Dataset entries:
*****

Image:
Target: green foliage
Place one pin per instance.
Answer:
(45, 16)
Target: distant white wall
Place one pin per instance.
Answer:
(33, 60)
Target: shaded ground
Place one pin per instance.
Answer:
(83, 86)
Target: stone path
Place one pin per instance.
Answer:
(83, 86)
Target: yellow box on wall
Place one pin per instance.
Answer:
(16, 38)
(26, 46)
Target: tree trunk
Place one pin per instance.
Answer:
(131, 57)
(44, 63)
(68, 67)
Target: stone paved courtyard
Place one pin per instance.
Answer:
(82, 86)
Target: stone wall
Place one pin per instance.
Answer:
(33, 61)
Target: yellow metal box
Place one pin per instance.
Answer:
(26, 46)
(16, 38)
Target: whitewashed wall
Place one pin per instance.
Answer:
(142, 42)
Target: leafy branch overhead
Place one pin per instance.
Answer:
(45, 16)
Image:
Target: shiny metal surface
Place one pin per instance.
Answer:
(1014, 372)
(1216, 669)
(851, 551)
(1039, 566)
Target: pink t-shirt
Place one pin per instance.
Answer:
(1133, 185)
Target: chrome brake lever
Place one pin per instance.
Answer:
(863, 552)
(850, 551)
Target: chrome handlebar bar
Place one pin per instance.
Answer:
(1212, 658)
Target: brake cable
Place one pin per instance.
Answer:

*****

* Aim *
Rewrite every line of the entries above as a numbered list, leaving out any blank lines.

* Response *
1. Image:
2. Target: green foliage
3. Place one pin per instance.
4. Answer:
5. (45, 16)
6. Target: distant white wall
7. Place one pin per instance.
8. Answer:
9. (33, 60)
10. Target: shaded ground
11. Place one pin per instance.
12. Answer:
13. (83, 86)
14. Target: stone path
15. Place one pin per instance.
16. Answer:
17. (83, 86)
18. Target: yellow box on wall
19. Place one pin per instance.
20. Answer:
21. (16, 38)
22. (26, 46)
23. Target: tree trunk
24. Place one pin per instance.
25. Answer:
26. (131, 57)
27. (44, 63)
28. (68, 67)
29. Target: stone paved courtyard
30. Place one pin per instance.
31. Answer:
32. (82, 86)
33. Target: stone wall
34. Place one pin per instance.
35. Answer:
36. (33, 61)
37. Target: yellow metal box
38. Place one pin per instance.
39. Answer:
40. (26, 46)
41. (16, 38)
42. Target: whitewashed wall
43. Place one pin per instance.
44. Answer:
45. (142, 42)
46. Target: leafy branch overhead
47. Place one pin per instance.
48. Answer:
49. (45, 16)
50. Image:
51. Target: shiny metal surface
52. Place one pin per instance.
53. Answer:
54. (1014, 372)
55. (1216, 669)
56. (851, 551)
57. (1039, 566)
58. Target: pink t-shirt
59. Place one pin per instance.
60. Answer:
61. (1133, 185)
62. Target: chrome brake lever
63. Place one pin per instance.
64. Answer:
65. (863, 552)
66. (850, 551)
67. Target: chrome handlebar bar
68. Place one pin per instance.
69. Answer:
70. (1212, 658)
71. Target: brake cable
72. Place one pin per instance.
73. Answer:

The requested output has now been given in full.